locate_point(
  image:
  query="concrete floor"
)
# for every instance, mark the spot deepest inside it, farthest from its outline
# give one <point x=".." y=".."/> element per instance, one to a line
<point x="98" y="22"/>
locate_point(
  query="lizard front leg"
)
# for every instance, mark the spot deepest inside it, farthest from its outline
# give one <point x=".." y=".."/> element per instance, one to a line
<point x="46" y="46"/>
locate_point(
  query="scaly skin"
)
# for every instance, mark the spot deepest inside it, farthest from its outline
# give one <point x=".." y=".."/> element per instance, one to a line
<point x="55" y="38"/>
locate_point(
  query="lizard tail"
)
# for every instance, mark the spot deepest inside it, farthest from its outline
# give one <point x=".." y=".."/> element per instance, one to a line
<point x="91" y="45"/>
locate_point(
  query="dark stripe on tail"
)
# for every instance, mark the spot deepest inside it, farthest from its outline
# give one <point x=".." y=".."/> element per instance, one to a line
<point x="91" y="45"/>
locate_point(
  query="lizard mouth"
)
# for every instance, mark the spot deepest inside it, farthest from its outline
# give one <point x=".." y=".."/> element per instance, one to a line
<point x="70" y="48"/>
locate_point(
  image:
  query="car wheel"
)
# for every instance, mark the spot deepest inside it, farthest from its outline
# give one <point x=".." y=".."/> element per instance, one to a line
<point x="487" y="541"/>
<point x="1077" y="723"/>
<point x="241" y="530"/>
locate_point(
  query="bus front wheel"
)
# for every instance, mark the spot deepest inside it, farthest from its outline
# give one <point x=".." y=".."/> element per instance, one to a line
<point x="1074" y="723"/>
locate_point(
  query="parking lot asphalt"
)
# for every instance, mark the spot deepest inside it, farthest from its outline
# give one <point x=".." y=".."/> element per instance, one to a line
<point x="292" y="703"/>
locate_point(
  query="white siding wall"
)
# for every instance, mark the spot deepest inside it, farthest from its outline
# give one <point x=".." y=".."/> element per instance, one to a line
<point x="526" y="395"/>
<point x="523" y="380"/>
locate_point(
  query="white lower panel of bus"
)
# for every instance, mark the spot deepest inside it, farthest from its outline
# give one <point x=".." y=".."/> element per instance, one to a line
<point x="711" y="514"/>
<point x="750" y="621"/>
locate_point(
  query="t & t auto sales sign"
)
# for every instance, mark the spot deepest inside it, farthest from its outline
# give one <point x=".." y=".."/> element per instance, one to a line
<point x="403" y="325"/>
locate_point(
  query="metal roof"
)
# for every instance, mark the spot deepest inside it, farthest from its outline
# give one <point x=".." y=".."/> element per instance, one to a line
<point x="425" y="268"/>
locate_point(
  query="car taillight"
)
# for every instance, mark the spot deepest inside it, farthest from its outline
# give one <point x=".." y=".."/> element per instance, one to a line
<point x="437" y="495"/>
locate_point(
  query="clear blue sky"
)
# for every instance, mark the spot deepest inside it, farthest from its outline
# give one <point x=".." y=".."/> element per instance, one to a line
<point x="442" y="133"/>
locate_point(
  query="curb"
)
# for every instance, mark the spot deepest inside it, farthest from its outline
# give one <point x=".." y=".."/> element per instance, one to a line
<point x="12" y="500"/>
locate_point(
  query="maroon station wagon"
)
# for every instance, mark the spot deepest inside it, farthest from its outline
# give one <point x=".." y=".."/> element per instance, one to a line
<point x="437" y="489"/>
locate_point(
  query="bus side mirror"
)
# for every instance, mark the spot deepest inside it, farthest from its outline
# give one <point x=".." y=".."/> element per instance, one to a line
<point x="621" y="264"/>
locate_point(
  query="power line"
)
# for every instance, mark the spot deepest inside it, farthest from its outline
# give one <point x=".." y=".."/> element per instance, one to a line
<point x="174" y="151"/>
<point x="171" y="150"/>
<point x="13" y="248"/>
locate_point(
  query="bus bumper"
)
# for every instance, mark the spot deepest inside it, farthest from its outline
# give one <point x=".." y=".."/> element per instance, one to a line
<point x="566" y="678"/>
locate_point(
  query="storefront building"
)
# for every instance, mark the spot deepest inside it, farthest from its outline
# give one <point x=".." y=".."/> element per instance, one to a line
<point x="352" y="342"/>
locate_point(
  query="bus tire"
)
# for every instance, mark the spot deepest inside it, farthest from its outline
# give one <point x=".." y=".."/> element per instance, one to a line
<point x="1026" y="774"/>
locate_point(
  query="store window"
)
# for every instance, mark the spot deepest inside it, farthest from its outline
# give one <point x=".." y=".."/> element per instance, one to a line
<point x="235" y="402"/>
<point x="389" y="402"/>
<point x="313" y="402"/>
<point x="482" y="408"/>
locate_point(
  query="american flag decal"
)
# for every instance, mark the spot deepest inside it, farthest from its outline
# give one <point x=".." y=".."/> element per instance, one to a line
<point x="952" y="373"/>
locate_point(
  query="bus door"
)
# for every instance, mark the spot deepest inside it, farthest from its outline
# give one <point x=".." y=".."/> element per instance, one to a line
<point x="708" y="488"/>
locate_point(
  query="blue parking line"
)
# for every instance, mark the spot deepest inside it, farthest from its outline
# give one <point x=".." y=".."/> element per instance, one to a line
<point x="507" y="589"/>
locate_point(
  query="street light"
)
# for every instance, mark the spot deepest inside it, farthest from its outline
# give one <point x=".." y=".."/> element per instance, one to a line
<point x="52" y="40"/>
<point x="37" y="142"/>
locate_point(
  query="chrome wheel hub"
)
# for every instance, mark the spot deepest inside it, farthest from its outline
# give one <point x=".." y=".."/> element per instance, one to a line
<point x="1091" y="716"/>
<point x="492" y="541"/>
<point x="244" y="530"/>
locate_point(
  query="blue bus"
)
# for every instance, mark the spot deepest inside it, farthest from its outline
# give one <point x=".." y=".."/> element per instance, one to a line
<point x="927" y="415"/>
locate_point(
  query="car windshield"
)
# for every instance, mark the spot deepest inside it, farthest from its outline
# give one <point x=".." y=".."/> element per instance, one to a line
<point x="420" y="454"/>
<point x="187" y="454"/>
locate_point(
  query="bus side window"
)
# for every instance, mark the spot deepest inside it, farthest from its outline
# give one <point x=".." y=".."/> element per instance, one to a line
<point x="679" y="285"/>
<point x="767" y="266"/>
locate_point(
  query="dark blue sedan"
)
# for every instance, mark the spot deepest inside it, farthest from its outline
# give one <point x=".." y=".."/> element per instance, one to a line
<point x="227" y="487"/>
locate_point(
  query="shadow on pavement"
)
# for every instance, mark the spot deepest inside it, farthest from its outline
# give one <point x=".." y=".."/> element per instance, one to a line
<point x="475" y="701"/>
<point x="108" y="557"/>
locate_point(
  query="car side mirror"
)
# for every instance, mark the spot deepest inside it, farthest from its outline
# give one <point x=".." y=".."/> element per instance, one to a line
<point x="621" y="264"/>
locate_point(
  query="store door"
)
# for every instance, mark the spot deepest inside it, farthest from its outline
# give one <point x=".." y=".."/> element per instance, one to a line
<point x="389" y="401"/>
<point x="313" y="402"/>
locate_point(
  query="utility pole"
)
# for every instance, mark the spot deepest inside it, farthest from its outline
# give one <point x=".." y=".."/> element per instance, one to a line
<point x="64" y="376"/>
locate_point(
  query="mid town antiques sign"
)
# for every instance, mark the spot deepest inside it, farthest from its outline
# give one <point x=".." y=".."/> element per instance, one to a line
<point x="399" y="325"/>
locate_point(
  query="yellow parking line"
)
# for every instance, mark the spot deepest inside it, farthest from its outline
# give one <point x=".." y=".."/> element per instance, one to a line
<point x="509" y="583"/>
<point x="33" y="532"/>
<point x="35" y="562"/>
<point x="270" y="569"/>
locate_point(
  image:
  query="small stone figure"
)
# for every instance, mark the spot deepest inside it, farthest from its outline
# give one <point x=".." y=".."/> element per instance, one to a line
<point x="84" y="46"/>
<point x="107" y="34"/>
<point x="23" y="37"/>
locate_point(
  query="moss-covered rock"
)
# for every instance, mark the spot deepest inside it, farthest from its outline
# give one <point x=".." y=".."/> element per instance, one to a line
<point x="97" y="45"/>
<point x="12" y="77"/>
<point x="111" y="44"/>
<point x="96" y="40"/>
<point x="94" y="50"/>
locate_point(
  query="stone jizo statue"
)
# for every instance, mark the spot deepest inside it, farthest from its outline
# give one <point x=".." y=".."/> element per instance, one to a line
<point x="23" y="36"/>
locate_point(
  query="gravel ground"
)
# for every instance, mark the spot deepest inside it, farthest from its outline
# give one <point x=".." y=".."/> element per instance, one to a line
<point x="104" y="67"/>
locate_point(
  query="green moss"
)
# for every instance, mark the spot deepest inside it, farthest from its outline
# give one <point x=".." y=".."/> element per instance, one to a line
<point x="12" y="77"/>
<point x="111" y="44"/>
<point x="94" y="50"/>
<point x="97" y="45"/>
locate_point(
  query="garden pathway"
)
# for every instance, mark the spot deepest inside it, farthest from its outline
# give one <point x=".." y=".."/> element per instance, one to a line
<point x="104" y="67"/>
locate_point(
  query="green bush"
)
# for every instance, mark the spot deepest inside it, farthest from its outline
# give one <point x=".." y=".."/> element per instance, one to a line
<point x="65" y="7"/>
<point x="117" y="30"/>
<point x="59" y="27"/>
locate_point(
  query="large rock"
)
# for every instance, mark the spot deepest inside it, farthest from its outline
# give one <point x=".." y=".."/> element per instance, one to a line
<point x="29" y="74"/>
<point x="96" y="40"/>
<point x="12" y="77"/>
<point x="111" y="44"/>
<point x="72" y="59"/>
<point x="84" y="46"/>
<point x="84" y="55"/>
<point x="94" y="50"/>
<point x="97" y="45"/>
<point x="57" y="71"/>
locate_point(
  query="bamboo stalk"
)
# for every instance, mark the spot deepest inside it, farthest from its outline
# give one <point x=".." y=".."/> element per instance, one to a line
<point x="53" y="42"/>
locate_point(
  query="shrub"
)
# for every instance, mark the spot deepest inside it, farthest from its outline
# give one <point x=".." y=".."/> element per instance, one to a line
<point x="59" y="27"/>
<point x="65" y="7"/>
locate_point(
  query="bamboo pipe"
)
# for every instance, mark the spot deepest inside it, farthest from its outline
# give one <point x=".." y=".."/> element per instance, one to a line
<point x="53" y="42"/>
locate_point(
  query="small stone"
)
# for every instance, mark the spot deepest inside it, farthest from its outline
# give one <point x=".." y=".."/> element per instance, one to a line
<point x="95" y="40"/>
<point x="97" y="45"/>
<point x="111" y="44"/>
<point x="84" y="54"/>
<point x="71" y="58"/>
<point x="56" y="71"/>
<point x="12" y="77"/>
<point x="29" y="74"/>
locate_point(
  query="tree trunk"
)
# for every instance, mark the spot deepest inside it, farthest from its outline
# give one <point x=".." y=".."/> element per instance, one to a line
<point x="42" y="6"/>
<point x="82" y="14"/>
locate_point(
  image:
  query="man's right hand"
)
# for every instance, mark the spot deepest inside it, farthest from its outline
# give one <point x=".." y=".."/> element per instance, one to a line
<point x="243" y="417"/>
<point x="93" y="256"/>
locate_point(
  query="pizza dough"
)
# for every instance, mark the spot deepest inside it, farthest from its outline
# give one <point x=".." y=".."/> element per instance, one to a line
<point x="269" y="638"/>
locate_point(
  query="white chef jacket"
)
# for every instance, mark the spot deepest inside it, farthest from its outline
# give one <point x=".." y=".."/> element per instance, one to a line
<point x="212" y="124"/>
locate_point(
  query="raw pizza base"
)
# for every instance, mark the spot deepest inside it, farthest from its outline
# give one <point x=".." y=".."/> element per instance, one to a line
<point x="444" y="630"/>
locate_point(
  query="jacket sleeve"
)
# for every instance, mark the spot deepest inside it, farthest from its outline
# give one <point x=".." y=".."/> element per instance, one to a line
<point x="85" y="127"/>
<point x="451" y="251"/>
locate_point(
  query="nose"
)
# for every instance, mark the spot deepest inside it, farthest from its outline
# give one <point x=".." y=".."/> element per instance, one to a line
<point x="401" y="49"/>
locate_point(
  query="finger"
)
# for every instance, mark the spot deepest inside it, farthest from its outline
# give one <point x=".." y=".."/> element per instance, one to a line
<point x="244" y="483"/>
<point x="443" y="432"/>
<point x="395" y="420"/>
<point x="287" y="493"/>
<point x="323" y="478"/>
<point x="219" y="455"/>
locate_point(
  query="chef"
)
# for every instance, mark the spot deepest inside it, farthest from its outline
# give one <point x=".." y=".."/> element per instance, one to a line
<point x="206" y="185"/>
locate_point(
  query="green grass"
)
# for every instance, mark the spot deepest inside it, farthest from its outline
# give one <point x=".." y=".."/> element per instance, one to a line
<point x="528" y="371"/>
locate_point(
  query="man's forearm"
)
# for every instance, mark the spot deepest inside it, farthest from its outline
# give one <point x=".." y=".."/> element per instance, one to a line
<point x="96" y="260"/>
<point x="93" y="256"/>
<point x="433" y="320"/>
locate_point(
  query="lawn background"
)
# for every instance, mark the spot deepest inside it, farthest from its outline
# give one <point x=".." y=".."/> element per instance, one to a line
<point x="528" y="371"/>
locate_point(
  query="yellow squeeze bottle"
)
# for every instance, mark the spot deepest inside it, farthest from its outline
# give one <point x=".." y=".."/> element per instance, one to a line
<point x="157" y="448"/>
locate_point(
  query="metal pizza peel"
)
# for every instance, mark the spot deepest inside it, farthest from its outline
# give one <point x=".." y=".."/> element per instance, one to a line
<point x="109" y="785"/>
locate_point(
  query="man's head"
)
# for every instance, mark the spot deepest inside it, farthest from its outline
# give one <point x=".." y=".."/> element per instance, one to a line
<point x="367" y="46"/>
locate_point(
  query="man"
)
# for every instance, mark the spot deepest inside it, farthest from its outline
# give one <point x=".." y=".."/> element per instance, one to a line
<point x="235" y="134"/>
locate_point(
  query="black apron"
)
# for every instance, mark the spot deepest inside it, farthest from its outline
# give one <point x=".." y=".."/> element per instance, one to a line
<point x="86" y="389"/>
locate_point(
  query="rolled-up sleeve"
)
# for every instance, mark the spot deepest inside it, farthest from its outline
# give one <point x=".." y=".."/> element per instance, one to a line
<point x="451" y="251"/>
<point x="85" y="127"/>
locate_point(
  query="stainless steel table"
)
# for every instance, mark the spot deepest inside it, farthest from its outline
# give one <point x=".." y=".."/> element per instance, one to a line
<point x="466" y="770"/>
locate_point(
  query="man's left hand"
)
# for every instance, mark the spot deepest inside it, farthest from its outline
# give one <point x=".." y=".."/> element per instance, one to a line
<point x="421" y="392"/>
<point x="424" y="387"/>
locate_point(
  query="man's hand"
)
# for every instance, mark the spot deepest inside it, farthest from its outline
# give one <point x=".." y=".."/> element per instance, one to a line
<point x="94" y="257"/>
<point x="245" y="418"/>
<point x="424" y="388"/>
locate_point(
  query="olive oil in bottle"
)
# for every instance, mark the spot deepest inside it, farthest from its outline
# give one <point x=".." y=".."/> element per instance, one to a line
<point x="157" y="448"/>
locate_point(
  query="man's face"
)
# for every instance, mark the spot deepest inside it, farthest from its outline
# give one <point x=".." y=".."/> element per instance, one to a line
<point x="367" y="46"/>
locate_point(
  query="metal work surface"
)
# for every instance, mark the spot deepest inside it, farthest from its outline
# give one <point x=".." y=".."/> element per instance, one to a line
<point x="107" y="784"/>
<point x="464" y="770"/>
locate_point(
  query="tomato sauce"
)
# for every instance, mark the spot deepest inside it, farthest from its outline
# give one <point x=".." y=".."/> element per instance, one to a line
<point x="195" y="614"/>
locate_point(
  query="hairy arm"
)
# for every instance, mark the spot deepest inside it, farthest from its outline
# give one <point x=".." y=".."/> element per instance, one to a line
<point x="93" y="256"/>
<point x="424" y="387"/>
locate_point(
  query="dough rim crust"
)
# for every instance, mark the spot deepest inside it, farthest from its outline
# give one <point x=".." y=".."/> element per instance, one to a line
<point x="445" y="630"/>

★ ★ ★ ★ ★ ★ ★

Copy all lines from the material above that hold the word "white".

- Final answer
  query="white siding wall"
  query="white lower panel of bus"
  query="white chef jacket"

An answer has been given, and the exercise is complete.